- [EXERCISE DATA]:
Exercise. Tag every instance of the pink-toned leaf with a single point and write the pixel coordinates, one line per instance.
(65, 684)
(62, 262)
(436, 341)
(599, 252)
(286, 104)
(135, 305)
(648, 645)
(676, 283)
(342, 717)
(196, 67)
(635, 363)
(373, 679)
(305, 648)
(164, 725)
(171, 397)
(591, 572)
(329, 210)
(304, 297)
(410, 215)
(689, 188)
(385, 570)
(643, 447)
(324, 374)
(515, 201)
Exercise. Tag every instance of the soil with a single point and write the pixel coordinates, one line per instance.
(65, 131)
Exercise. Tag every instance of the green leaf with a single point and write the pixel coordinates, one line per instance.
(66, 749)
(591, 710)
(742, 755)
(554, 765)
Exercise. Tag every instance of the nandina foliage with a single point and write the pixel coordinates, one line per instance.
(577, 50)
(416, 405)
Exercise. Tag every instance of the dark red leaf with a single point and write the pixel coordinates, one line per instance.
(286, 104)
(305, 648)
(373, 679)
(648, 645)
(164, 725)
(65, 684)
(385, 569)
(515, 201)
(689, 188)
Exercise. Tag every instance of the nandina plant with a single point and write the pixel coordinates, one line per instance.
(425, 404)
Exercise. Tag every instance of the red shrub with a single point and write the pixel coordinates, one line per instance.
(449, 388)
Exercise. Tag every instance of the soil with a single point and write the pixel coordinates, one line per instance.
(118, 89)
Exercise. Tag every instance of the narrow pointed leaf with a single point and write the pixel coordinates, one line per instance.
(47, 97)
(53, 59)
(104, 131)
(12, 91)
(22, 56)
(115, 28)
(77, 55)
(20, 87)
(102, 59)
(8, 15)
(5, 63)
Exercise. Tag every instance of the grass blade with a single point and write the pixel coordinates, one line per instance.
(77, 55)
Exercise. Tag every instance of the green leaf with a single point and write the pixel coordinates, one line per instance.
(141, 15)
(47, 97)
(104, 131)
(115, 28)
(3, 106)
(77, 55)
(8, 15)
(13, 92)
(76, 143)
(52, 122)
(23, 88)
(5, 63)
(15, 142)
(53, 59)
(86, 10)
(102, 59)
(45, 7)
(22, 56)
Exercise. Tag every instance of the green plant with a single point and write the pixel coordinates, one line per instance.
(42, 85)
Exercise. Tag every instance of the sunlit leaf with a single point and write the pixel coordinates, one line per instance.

- [EXERCISE OBJECTIVE]:
Faithfully transcribe the whole of the data.

- [OUTPUT OF THE TASK]:
Exercise. Tag every instance of the pink-toned leaf with a single point and write the pixel coordinates, one line per instance.
(65, 684)
(62, 262)
(436, 341)
(599, 252)
(286, 104)
(135, 305)
(648, 645)
(676, 283)
(342, 717)
(196, 67)
(635, 363)
(373, 679)
(305, 648)
(164, 725)
(171, 397)
(591, 572)
(329, 210)
(304, 297)
(410, 215)
(689, 188)
(385, 570)
(643, 447)
(324, 374)
(515, 201)
Exercise. Tag every instance of the soil with a single point and write the pixel coordinates, one line per instance.
(65, 131)
Exercise. Tag every instance of the green leaf with a single point and write the pixel coordinates, one line per instance.
(66, 749)
(591, 710)
(742, 755)
(554, 765)
Exercise. Tag every instance of the nandina foliage with a single point and write the pixel coordinates, one line per instance.
(577, 50)
(416, 405)
Exercise. Tag every instance of the dark red leaf with a single point and write the pixel coordinates, one line per instance.
(286, 104)
(305, 648)
(373, 679)
(648, 645)
(164, 725)
(65, 684)
(385, 569)
(515, 201)
(689, 188)
Exercise. Tag every instance of the nandina plant with a single point and write the pixel coordinates, one line per instance.
(425, 404)
Exercise. Tag every instance of the red shrub with a single point and write the pixel coordinates, one line per instance.
(449, 388)
Exercise. Tag every instance of the soil with a single point and write the pixel coordinates, one line per instance.
(118, 89)
Exercise. Tag every instance of the narrow pointed leaf with a single point and write the pixel coordinates, one line per instance.
(47, 97)
(53, 59)
(104, 131)
(12, 91)
(22, 56)
(115, 28)
(77, 55)
(20, 87)
(102, 59)
(8, 15)
(5, 63)
Exercise. Tag every instance of the grass blade with a single point and write the pixel coordinates, one line per instance.
(77, 55)
Exercise. Tag every instance of the green leaf with a single point and write the pixel coordinates, one line per instance.
(141, 15)
(47, 97)
(104, 131)
(115, 28)
(3, 106)
(77, 55)
(8, 15)
(13, 92)
(76, 143)
(52, 122)
(23, 88)
(5, 63)
(15, 142)
(53, 59)
(86, 10)
(102, 59)
(45, 7)
(22, 56)
Exercise. Tag every instance of the green plant with a single point and write the pixel coordinates, one line per instance.
(42, 85)
Exercise. Tag every instance of the sunlit leaf with a single point and write the pixel coordinates, one line per instance.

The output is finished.